WHAT TO PRODUCE → Reproduce the listing word for word from its first line through the line that contains "[(298, 226)]", and leave the pictures out.
** Begin RAW DATA **
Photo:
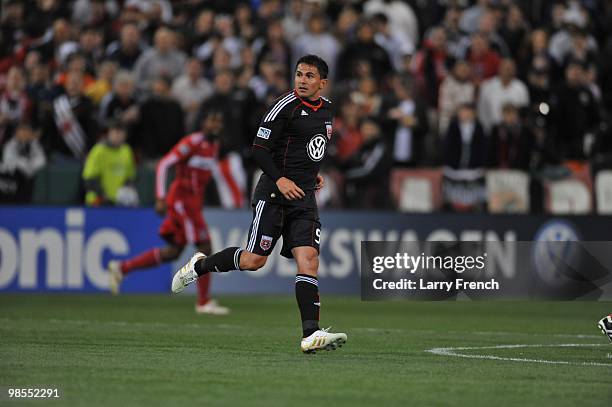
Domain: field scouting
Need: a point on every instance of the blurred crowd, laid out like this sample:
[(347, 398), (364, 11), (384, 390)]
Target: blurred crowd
[(463, 84)]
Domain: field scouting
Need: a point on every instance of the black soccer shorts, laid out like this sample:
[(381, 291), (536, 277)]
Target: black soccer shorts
[(298, 226)]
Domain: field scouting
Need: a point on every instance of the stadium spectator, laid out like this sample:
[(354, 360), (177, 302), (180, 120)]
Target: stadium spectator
[(318, 41), (110, 170), (199, 38), (465, 143), (346, 25), (121, 105), (497, 91), (430, 65), (574, 19), (103, 84), (191, 89), (161, 121), (511, 142), (91, 43), (49, 45), (456, 90), (471, 16), (15, 105), (576, 114), (534, 55), (229, 41), (454, 34), (275, 48), (271, 79), (70, 128), (24, 157), (367, 170), (234, 107), (406, 120), (347, 137), (294, 21), (128, 48), (515, 30), (161, 60), (484, 61), (75, 62), (40, 92), (395, 45), (367, 97), (580, 51), (363, 48), (244, 22), (403, 20)]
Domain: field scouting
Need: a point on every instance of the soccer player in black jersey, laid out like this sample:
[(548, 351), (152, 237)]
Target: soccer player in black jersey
[(289, 147)]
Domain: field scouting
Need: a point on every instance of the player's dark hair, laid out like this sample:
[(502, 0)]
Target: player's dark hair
[(315, 61)]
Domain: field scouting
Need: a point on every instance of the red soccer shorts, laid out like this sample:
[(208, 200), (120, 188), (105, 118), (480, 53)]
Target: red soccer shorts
[(184, 224)]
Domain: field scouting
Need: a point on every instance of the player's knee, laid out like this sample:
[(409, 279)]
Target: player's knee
[(308, 262), (251, 261)]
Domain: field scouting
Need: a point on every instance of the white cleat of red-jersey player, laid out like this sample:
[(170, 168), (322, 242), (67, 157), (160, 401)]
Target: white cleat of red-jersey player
[(194, 159)]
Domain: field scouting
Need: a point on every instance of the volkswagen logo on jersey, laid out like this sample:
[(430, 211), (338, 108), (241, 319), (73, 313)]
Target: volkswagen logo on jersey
[(316, 147)]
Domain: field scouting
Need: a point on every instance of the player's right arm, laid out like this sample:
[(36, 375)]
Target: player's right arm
[(270, 130), (181, 151)]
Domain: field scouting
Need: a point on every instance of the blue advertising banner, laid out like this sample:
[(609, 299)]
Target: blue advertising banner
[(66, 249)]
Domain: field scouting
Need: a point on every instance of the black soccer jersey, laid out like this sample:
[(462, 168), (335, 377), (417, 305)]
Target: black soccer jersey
[(296, 132)]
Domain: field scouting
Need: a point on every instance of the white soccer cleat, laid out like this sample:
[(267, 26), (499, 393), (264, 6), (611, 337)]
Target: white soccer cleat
[(115, 275), (186, 274), (605, 324), (322, 339), (212, 307)]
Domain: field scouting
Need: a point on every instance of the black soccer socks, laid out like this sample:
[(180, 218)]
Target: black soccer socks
[(225, 260), (307, 295)]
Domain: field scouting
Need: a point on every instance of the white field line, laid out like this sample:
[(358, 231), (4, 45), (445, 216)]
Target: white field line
[(230, 326), (454, 351), (491, 333)]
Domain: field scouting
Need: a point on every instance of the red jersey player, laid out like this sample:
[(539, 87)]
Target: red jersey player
[(194, 158)]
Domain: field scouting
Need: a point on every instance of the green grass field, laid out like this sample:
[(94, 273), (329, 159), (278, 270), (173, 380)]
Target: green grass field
[(154, 350)]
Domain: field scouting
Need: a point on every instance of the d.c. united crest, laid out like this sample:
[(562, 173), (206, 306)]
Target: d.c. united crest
[(266, 242)]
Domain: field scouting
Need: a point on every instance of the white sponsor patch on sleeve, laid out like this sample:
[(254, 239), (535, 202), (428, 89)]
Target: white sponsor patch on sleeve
[(264, 133)]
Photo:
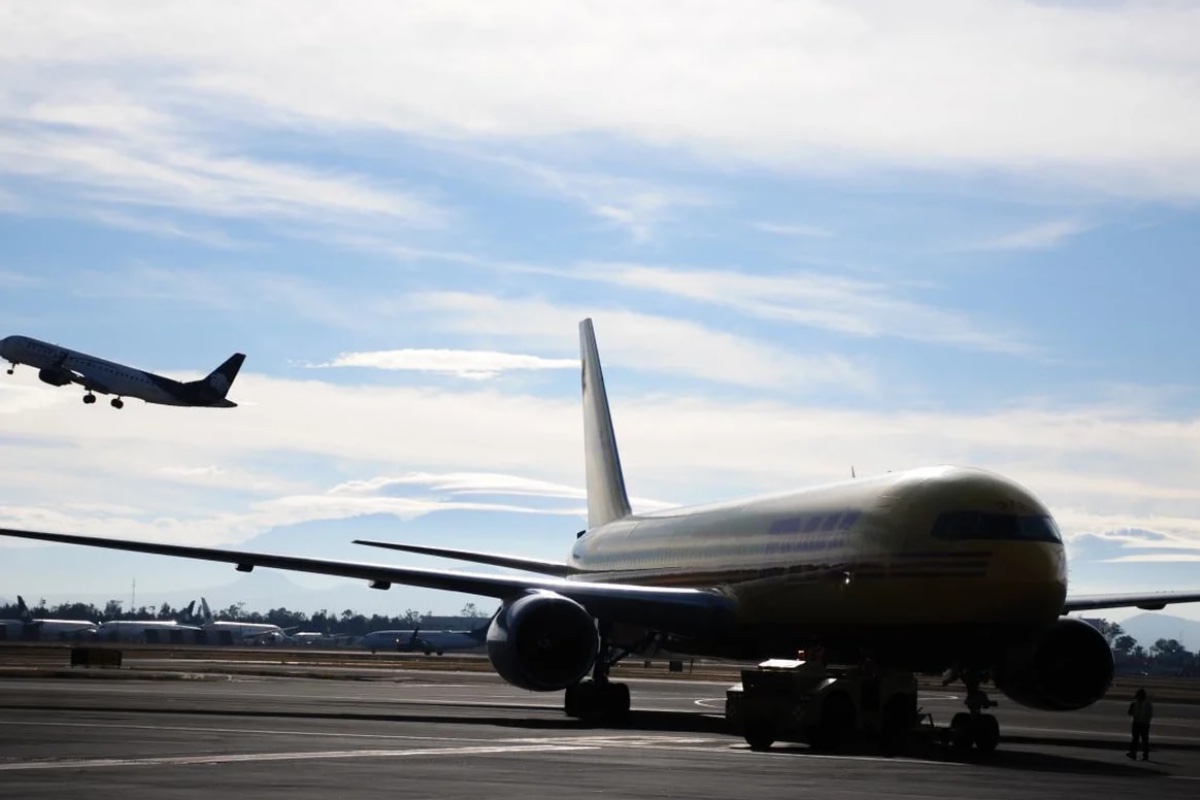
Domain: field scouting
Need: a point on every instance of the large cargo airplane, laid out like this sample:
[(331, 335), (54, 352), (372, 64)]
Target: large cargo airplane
[(59, 366), (939, 569)]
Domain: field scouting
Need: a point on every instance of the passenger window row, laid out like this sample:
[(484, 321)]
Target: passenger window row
[(964, 525)]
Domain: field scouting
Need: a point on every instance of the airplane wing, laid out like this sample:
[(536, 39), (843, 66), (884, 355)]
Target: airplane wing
[(1147, 600), (495, 559), (677, 611), (87, 379)]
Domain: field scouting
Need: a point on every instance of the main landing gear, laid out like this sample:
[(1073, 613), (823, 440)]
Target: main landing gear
[(973, 727), (600, 699)]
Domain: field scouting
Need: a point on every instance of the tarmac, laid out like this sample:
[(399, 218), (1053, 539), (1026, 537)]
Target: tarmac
[(442, 734)]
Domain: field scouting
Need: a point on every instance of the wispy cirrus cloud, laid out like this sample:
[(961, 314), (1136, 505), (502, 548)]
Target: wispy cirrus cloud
[(851, 306), (1091, 95), (114, 151), (661, 344), (1042, 235), (792, 229), (475, 365)]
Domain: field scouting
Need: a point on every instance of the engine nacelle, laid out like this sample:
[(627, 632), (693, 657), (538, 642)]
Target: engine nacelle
[(54, 377), (1067, 667), (543, 642)]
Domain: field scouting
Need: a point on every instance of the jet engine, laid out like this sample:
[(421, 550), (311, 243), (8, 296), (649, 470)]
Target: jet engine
[(1067, 667), (543, 642), (54, 377)]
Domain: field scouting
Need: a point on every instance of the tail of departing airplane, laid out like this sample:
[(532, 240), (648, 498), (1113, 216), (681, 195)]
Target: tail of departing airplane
[(607, 499), (221, 379)]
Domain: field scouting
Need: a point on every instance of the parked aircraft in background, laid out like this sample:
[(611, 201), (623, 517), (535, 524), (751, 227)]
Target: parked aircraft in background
[(154, 631), (939, 569), (234, 632), (149, 631), (59, 366), (427, 642), (51, 630)]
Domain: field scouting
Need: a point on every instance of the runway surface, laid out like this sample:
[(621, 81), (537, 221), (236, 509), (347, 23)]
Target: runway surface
[(421, 734)]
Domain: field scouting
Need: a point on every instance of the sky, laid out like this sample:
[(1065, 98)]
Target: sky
[(813, 236)]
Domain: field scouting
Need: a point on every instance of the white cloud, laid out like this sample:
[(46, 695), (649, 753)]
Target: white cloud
[(119, 152), (1156, 558), (637, 205), (1097, 95), (1038, 236), (648, 342), (828, 301), (475, 365), (409, 451)]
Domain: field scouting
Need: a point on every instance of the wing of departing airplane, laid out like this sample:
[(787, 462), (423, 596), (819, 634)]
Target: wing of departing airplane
[(1147, 600), (88, 379), (678, 611), (495, 559)]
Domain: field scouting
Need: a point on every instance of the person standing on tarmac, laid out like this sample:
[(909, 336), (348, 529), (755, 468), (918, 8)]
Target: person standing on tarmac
[(1143, 711)]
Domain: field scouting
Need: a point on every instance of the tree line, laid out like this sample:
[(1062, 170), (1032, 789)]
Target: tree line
[(1164, 656), (347, 623)]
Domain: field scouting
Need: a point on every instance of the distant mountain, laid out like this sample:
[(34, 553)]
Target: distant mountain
[(1150, 627)]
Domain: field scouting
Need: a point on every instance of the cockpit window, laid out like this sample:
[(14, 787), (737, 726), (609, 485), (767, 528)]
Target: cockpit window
[(960, 525)]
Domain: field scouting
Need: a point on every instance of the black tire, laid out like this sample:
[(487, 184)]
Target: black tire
[(961, 731), (987, 733), (839, 725), (760, 734), (898, 719)]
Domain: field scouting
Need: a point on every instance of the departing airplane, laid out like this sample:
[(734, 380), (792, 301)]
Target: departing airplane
[(942, 569), (58, 366)]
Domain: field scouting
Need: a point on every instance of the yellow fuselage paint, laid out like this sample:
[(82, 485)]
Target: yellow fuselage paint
[(858, 553)]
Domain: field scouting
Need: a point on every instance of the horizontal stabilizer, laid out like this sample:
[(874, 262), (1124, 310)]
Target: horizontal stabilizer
[(495, 559), (1147, 600)]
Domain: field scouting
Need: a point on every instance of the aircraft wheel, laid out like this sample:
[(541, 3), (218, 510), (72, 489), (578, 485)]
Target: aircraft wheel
[(987, 733), (835, 732), (961, 731), (760, 735)]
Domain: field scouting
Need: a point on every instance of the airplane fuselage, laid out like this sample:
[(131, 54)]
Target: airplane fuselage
[(917, 563), (61, 366)]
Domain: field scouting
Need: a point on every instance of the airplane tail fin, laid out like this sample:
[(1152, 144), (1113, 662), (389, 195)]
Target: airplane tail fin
[(607, 499), (221, 379)]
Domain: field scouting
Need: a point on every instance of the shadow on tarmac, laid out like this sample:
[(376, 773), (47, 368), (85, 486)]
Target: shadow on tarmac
[(1006, 757)]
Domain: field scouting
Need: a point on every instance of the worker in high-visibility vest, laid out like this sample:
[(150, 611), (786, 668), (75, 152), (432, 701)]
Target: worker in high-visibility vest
[(1143, 711)]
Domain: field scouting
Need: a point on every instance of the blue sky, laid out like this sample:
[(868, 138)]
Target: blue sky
[(811, 235)]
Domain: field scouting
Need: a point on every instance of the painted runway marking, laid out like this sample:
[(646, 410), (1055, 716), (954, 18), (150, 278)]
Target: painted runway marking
[(588, 740), (235, 758)]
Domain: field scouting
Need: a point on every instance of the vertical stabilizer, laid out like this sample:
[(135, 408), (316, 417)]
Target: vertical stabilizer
[(606, 485)]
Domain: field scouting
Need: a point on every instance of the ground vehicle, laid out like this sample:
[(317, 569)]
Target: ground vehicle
[(828, 707)]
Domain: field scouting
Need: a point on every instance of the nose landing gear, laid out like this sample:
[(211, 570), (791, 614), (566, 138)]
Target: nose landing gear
[(973, 727)]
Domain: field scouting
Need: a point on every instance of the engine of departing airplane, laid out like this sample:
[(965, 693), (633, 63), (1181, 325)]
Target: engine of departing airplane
[(54, 377), (543, 642), (1067, 667)]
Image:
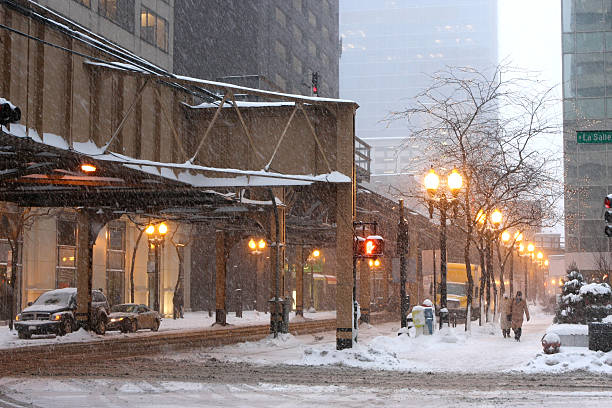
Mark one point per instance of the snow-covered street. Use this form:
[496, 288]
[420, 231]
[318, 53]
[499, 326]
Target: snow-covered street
[451, 368]
[59, 393]
[191, 321]
[379, 347]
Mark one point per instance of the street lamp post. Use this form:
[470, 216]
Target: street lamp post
[438, 198]
[530, 249]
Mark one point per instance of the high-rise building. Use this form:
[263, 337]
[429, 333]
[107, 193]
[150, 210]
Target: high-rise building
[274, 44]
[587, 127]
[143, 27]
[388, 49]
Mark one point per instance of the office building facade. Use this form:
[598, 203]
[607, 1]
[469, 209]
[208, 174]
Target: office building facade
[389, 48]
[274, 44]
[587, 127]
[144, 27]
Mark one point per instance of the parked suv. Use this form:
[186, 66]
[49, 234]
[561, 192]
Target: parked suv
[54, 313]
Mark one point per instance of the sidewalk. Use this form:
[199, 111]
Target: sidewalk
[192, 321]
[380, 348]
** End RAW DATA **
ANSWER BELOW →
Photo:
Domain: field scouting
Need: a point on every instance of the blurred crowd, laid out like this sample:
[(347, 398), (364, 11), (384, 390)]
Target: blurred crowd
[(463, 84)]
Domain: field scouting
Need: a point on every instance of the black soccer shorts, laid out like this sample:
[(381, 291), (536, 277)]
Target: black soccer shorts
[(298, 226)]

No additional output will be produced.